Aangeleverde tekst
In 2011 of 2012 -partijen twisten over het exacte moment- is [gedaagde] voor haar zaak de naam ’t Kwassie’ gaan voeren en, nadat zij medio 2012 verhuisde naar een grotere bedrijfsruimte, (tevens) de naam ’t Kwassie XL’. [gedaagde] heeft als productie 7 een brief van de Kamer van Koophandel van 21 juni 2011 in het geding gebracht waarin met betrekking tot haar bedrijf melding wordt gemaakt van een wijziging in het handelsregister. In het aan de brief gehechte Bericht van Registratie staat als handelsnamen van het bedrijf van [gedaagde] vermeld: ‘de Burcht’ en ‘’t Kwassie’.
2.5.
Bij brief van 20 december 2012 heeft (de advocaat van) [gedaagde] [eiser] bericht dat hij onrechtmatig en in strijd met het handelsnaamrecht van [gedaagde] handelt door voor zijn bedrijf te adverteren met onder meer de volgende uitlatingen:
‘Het Kwassie een begrip in de Zaanstreek en nu op de [adres 3] in [plaats]’,
‘[eiser] van oudsher ’t Kwassie’,
‘[eiser] Ao-i lijstenmakerij (van oudsher ’t Kwassie)’ en op facebook te vermelden dat [gedaagde] de naam
’t Kwassie heeft geconfisceerd. In deze brief wordt [eiser] door [gedaagde] (onder meer) gesommeerd om het gebruik van de naam ’t Kwassie te staken en gestaakt te houden.

Opdracht en eisen
Geef de tekst over de handelsnaam ’t Kwassie volledig en woordelijk weer. De gegevens spelen hierbij geen enkele rol.

Items in een dataset
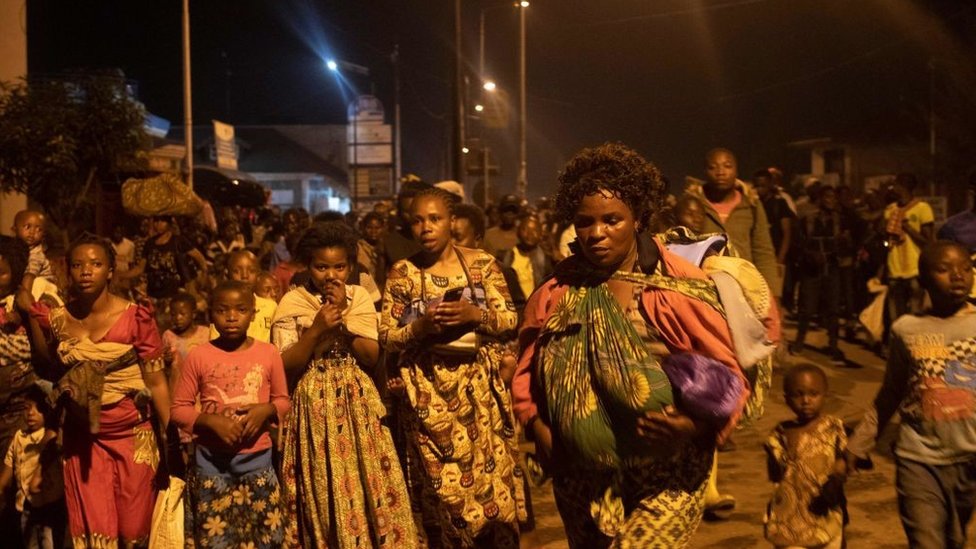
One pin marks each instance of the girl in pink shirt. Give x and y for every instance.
(234, 498)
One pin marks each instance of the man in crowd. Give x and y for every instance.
(909, 225)
(779, 215)
(504, 235)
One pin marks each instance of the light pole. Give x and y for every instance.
(187, 96)
(334, 66)
(489, 86)
(459, 113)
(522, 181)
(398, 147)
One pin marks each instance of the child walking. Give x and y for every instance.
(929, 381)
(805, 458)
(234, 499)
(183, 334)
(33, 461)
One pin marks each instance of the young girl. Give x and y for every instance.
(16, 373)
(107, 437)
(267, 287)
(234, 498)
(34, 462)
(929, 382)
(342, 480)
(805, 457)
(454, 408)
(183, 334)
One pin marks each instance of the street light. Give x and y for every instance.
(522, 183)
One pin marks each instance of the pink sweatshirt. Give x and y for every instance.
(225, 383)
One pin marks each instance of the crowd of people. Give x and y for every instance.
(344, 380)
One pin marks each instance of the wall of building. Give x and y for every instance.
(13, 65)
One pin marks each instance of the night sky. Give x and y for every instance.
(671, 78)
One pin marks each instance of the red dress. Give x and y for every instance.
(109, 477)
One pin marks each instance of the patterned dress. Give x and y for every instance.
(456, 416)
(600, 364)
(343, 486)
(789, 519)
(123, 453)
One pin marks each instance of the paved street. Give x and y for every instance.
(871, 494)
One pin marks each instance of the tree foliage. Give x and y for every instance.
(60, 136)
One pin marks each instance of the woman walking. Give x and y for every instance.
(343, 487)
(110, 351)
(629, 461)
(443, 311)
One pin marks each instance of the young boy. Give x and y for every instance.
(929, 381)
(183, 334)
(29, 228)
(34, 461)
(242, 266)
(267, 287)
(805, 460)
(240, 382)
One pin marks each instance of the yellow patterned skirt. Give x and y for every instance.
(341, 478)
(661, 502)
(461, 451)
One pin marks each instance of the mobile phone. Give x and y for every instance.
(453, 294)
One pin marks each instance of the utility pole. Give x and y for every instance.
(522, 182)
(932, 147)
(187, 96)
(398, 148)
(459, 113)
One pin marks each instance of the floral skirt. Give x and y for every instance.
(462, 467)
(658, 504)
(233, 502)
(342, 482)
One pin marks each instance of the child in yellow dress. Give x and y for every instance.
(805, 457)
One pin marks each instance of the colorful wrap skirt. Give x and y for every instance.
(234, 501)
(343, 486)
(109, 478)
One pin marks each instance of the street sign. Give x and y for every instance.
(224, 145)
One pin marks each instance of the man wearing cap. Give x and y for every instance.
(505, 235)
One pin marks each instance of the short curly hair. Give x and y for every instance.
(611, 167)
(450, 200)
(474, 215)
(329, 234)
(89, 239)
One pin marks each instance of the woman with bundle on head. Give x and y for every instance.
(444, 310)
(343, 486)
(109, 351)
(626, 377)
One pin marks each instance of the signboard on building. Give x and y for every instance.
(369, 144)
(224, 145)
(365, 109)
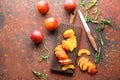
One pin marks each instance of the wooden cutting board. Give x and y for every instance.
(55, 67)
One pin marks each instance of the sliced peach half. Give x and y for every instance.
(83, 51)
(68, 66)
(65, 62)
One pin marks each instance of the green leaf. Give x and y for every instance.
(89, 19)
(101, 40)
(104, 21)
(92, 3)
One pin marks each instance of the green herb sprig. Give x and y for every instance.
(83, 3)
(101, 40)
(98, 55)
(104, 21)
(44, 57)
(92, 3)
(40, 75)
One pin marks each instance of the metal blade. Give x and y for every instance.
(83, 21)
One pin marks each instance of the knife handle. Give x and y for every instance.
(92, 40)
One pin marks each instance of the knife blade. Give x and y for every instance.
(72, 16)
(91, 38)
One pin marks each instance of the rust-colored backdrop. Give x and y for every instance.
(19, 55)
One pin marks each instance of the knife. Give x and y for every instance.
(91, 38)
(72, 16)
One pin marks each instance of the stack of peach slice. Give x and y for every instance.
(85, 64)
(69, 44)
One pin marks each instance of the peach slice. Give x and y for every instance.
(73, 41)
(83, 51)
(80, 60)
(68, 66)
(61, 55)
(65, 62)
(68, 33)
(83, 62)
(67, 45)
(92, 70)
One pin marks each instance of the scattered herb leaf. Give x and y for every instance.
(83, 3)
(101, 40)
(98, 56)
(40, 75)
(92, 3)
(104, 21)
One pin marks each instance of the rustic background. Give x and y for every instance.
(19, 55)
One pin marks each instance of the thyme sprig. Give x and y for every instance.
(40, 75)
(44, 57)
(98, 56)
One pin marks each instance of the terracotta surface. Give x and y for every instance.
(19, 55)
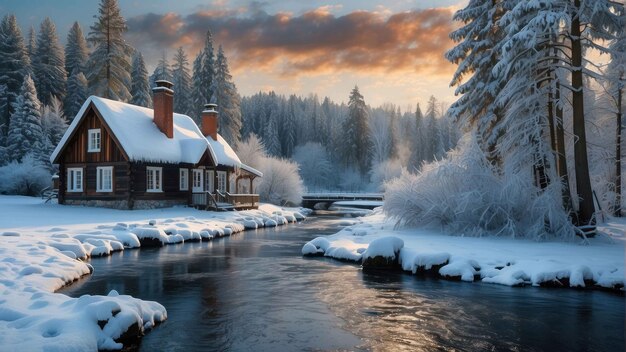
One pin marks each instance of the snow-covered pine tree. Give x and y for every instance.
(270, 139)
(49, 64)
(25, 132)
(76, 94)
(14, 65)
(182, 83)
(53, 125)
(108, 66)
(197, 97)
(31, 44)
(227, 99)
(76, 51)
(162, 71)
(356, 133)
(139, 86)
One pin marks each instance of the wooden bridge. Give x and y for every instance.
(309, 200)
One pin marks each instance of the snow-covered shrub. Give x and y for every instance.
(464, 194)
(28, 177)
(281, 184)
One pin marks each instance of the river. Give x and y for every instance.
(255, 292)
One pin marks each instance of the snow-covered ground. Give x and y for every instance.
(38, 251)
(598, 261)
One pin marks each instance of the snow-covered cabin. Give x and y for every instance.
(125, 156)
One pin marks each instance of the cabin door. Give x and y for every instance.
(198, 181)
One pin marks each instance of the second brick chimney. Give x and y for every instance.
(209, 121)
(163, 101)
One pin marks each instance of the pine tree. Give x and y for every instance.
(31, 44)
(49, 64)
(14, 65)
(182, 84)
(356, 133)
(76, 52)
(25, 132)
(161, 72)
(197, 98)
(108, 67)
(139, 87)
(227, 99)
(76, 94)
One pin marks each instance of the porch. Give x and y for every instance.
(224, 201)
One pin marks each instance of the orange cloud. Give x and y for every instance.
(312, 43)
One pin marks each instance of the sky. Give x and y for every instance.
(393, 50)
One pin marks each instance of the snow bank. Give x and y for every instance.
(506, 261)
(39, 255)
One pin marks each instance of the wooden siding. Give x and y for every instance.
(76, 149)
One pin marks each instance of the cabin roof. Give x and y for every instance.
(141, 139)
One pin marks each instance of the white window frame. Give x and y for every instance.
(183, 181)
(222, 180)
(197, 180)
(209, 180)
(74, 177)
(100, 178)
(94, 135)
(154, 179)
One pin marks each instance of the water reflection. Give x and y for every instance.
(254, 291)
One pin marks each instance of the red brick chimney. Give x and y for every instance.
(209, 121)
(163, 101)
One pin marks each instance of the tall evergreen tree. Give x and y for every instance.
(108, 67)
(76, 51)
(139, 86)
(197, 97)
(356, 133)
(14, 65)
(25, 132)
(182, 83)
(49, 64)
(227, 99)
(76, 94)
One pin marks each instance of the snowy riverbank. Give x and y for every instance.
(37, 257)
(506, 261)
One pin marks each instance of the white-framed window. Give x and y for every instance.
(209, 177)
(197, 180)
(94, 140)
(221, 181)
(155, 179)
(104, 179)
(184, 179)
(74, 179)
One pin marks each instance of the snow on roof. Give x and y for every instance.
(141, 139)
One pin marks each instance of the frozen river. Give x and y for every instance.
(254, 291)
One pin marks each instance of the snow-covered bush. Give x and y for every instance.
(465, 195)
(28, 177)
(281, 184)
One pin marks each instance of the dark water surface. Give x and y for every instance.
(255, 292)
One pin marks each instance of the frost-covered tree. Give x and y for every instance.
(25, 133)
(76, 51)
(161, 72)
(108, 67)
(76, 94)
(197, 97)
(227, 99)
(182, 84)
(49, 64)
(356, 133)
(14, 65)
(139, 86)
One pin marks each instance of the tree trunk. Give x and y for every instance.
(583, 182)
(617, 211)
(560, 151)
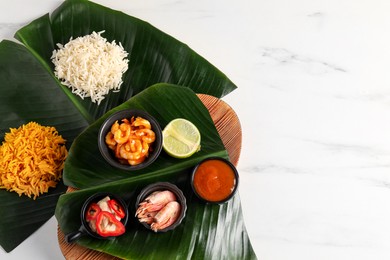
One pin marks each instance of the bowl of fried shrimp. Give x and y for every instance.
(130, 139)
(160, 207)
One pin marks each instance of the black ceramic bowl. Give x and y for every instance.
(161, 186)
(214, 180)
(85, 228)
(109, 155)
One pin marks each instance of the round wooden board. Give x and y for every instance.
(228, 127)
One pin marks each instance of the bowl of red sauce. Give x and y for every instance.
(215, 180)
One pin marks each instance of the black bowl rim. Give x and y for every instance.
(96, 197)
(235, 171)
(159, 186)
(127, 113)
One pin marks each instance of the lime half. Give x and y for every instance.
(181, 138)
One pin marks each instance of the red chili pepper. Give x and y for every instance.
(117, 208)
(108, 226)
(93, 211)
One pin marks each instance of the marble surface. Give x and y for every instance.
(314, 105)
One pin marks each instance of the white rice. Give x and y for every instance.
(90, 66)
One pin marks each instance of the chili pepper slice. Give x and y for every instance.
(92, 212)
(108, 226)
(117, 208)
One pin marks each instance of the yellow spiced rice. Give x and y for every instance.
(31, 159)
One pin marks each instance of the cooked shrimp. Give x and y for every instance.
(122, 135)
(110, 141)
(131, 140)
(115, 127)
(147, 217)
(142, 123)
(155, 201)
(132, 151)
(138, 161)
(166, 216)
(146, 135)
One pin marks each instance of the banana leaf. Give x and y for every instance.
(207, 232)
(30, 92)
(85, 167)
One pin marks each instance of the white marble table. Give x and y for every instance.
(314, 104)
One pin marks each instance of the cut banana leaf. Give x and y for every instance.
(154, 56)
(30, 92)
(207, 232)
(85, 167)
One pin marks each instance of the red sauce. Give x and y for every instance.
(214, 180)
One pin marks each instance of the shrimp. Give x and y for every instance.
(166, 216)
(147, 217)
(115, 127)
(122, 135)
(138, 161)
(155, 201)
(146, 135)
(131, 140)
(142, 123)
(110, 141)
(132, 151)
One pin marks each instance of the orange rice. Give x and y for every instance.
(31, 159)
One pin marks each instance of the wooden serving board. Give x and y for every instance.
(228, 127)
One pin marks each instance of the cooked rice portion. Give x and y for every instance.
(90, 66)
(31, 159)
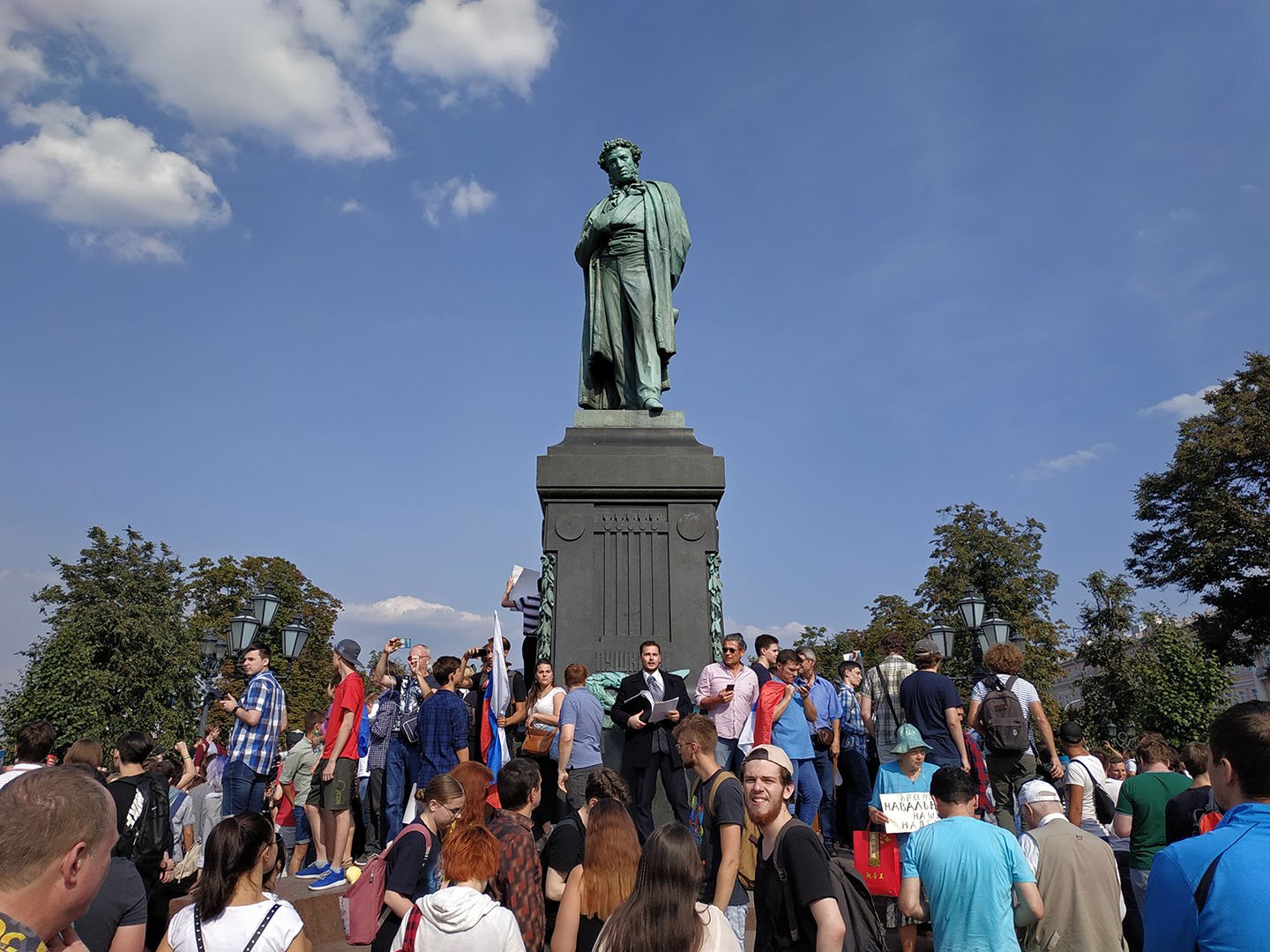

Uitgewerkt antwoord
In 2011 of 2012 -partijen twisten over het exacte moment- is [gedaagde] voor haar zaak de naam ’t Kwassie’ gaan voeren en, nadat zij medio 2012 verhuisde naar een grotere bedrijfsruimte, (tevens) de naam ’t Kwassie XL’. [gedaagde] heeft als productie 7 een brief van de Kamer van Koophandel van 21 juni 2011 in het geding gebracht waarin met betrekking tot haar bedrijf melding wordt gemaakt van een wijziging in het handelsregister. In het aan de brief gehechte Bericht van Registratie staat als handelsnamen van het bedrijf van [gedaagde] vermeld: ‘de Burcht’ en ‘’t Kwassie’.
2.5.
Bij brief van 20 december 2012 heeft (de advocaat van) [gedaagde] [eiser] bericht dat hij onrechtmatig en in strijd met het handelsnaamrecht van [gedaagde] handelt door voor zijn bedrijf te adverteren met onder meer de volgende uitlatingen:
‘Het Kwassie een begrip in de Zaanstreek en nu op de [adres 3] in [plaats]’,
‘[eiser] van oudsher ’t Kwassie’,
‘[eiser] Ao-i lijstenmakerij (van oudsher ’t Kwassie)’ en op facebook te vermelden dat [gedaagde] de naam
’t Kwassie heeft geconfisceerd. In deze brief wordt [eiser] door [gedaagde] (onder meer) gesommeerd om het gebruik van de naam ’t Kwassie te staken en gestaakt te houden.